===== DATA PROVIDED =====

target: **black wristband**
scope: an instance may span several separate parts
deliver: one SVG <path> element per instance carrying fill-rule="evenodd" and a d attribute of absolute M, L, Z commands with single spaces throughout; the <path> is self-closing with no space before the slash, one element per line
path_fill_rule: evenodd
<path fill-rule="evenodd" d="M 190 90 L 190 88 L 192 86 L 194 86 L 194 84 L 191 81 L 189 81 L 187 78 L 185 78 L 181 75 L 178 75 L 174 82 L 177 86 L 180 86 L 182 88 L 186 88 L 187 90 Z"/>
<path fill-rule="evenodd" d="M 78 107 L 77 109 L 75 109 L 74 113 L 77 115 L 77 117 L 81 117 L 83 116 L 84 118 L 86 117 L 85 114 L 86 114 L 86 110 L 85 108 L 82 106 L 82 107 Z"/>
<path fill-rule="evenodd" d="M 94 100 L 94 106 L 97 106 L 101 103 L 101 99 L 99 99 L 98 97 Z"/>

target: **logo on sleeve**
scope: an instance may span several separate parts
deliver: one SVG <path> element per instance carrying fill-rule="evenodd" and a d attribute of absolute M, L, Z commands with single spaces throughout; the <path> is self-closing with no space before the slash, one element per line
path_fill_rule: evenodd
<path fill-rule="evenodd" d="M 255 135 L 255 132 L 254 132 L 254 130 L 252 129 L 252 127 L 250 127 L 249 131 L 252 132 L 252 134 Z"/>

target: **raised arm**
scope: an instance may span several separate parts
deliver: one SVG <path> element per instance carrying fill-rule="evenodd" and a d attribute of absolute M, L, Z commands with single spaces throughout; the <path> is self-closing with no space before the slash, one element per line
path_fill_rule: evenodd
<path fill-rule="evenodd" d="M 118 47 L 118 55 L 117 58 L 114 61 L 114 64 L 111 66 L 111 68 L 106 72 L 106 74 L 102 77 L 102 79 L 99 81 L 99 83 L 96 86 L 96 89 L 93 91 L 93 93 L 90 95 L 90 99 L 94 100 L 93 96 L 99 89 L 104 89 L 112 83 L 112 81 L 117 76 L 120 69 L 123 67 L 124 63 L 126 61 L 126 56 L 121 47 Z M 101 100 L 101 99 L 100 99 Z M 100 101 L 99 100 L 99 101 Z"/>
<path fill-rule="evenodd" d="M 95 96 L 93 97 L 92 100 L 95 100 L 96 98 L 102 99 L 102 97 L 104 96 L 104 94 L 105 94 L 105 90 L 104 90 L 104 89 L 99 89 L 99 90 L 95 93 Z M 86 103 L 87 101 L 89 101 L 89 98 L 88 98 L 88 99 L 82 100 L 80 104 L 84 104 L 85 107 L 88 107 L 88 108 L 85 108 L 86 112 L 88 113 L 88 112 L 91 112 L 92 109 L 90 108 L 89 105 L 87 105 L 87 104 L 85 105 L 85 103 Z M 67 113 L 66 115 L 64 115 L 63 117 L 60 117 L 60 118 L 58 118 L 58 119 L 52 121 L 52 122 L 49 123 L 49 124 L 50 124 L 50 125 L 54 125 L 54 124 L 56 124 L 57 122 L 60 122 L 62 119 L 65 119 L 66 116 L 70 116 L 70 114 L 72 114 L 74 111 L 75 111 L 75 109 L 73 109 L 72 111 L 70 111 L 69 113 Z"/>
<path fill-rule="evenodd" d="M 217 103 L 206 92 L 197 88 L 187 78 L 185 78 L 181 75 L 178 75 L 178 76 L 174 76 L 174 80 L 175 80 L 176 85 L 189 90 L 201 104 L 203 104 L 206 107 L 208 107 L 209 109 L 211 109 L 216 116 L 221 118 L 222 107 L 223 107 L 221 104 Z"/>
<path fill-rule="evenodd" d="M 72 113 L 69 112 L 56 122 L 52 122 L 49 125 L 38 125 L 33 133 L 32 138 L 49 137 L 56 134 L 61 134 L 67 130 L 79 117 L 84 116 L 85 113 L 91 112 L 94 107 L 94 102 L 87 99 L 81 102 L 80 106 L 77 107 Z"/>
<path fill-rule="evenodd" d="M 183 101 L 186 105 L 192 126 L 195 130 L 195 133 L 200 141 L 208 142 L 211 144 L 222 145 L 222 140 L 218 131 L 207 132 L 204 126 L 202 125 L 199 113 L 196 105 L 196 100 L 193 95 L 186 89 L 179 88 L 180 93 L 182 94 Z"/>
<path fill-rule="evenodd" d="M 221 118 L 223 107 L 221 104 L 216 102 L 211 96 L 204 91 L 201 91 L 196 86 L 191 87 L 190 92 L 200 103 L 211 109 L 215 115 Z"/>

=====

Every line of the data above is to be copied out exactly.

target: **black wristband**
scope: an instance may span several separate parts
deliver: one SVG <path> element per instance carrying fill-rule="evenodd" and a d attribute of absolute M, L, Z commands with single spaces throughout; the <path> is self-closing with no space before the slash, one element per line
path_fill_rule: evenodd
<path fill-rule="evenodd" d="M 190 90 L 190 88 L 192 86 L 194 86 L 194 84 L 191 81 L 189 81 L 187 78 L 185 78 L 181 75 L 178 75 L 174 82 L 177 86 L 180 86 L 182 88 L 186 88 L 187 90 Z"/>
<path fill-rule="evenodd" d="M 78 107 L 77 109 L 75 109 L 74 113 L 77 115 L 77 117 L 81 117 L 83 116 L 84 118 L 86 117 L 85 114 L 86 114 L 86 110 L 85 108 L 82 106 L 82 107 Z"/>
<path fill-rule="evenodd" d="M 94 100 L 94 106 L 97 106 L 101 103 L 101 99 L 99 99 L 98 97 Z"/>

target: **logo on sleeve**
scope: an instance may span several separate parts
deliver: one SVG <path> element per instance carrying fill-rule="evenodd" and a d attribute of absolute M, L, Z commands with single spaces throughout; the <path> is self-closing with no space before the slash, one element per line
path_fill_rule: evenodd
<path fill-rule="evenodd" d="M 255 135 L 255 132 L 254 132 L 254 130 L 252 129 L 252 127 L 250 127 L 249 131 L 252 132 L 252 134 Z"/>

target: **raised arm**
scope: an instance may span several separate parts
deliver: one SVG <path> element per instance carrying fill-rule="evenodd" and a d attribute of absolute M, L, Z commands with single spaces throughout; the <path> is self-closing with no space before the slash, one element per line
path_fill_rule: evenodd
<path fill-rule="evenodd" d="M 118 47 L 118 55 L 117 58 L 114 61 L 114 64 L 111 66 L 111 68 L 106 72 L 106 74 L 102 77 L 102 79 L 99 81 L 99 83 L 96 86 L 96 89 L 93 91 L 93 93 L 90 95 L 90 99 L 94 100 L 93 96 L 99 89 L 104 89 L 112 83 L 112 81 L 117 76 L 120 69 L 123 67 L 124 63 L 126 61 L 126 56 L 121 47 Z M 101 100 L 101 99 L 100 99 Z M 100 101 L 99 100 L 99 101 Z"/>
<path fill-rule="evenodd" d="M 95 96 L 93 97 L 92 100 L 95 100 L 96 98 L 102 99 L 102 97 L 104 96 L 104 94 L 105 94 L 105 90 L 104 90 L 104 89 L 99 89 L 99 90 L 95 93 Z M 86 103 L 87 101 L 89 101 L 89 98 L 88 98 L 88 99 L 82 100 L 80 104 L 84 104 L 85 107 L 88 107 L 88 108 L 85 108 L 86 112 L 88 113 L 88 112 L 91 112 L 92 109 L 90 108 L 89 105 L 87 105 L 87 104 L 85 105 L 85 103 Z M 67 113 L 66 115 L 64 115 L 63 117 L 60 117 L 60 118 L 58 118 L 58 119 L 52 121 L 52 122 L 49 123 L 49 124 L 50 124 L 50 125 L 54 125 L 54 124 L 56 124 L 57 122 L 60 122 L 62 119 L 65 119 L 66 116 L 70 116 L 70 114 L 72 114 L 74 111 L 75 111 L 75 109 L 73 109 L 72 111 L 70 111 L 69 113 Z"/>
<path fill-rule="evenodd" d="M 217 103 L 206 92 L 197 88 L 187 78 L 185 78 L 181 75 L 178 75 L 178 76 L 174 76 L 174 80 L 175 80 L 176 85 L 189 90 L 201 104 L 203 104 L 206 107 L 208 107 L 209 109 L 211 109 L 216 116 L 221 118 L 222 107 L 223 107 L 221 104 Z"/>
<path fill-rule="evenodd" d="M 72 113 L 69 112 L 56 122 L 52 122 L 49 125 L 38 125 L 33 133 L 32 138 L 49 137 L 56 134 L 61 134 L 67 130 L 79 117 L 84 116 L 85 113 L 91 112 L 94 107 L 94 102 L 87 99 L 81 102 L 80 106 L 77 107 Z"/>
<path fill-rule="evenodd" d="M 183 101 L 186 105 L 192 126 L 195 130 L 195 133 L 200 141 L 208 142 L 211 144 L 222 145 L 222 140 L 218 131 L 207 132 L 204 126 L 202 125 L 199 113 L 196 105 L 196 100 L 193 95 L 186 89 L 179 88 L 180 93 L 182 94 Z"/>
<path fill-rule="evenodd" d="M 221 118 L 223 107 L 221 104 L 216 102 L 211 96 L 204 91 L 201 91 L 196 86 L 191 87 L 190 92 L 200 103 L 211 109 L 215 115 Z"/>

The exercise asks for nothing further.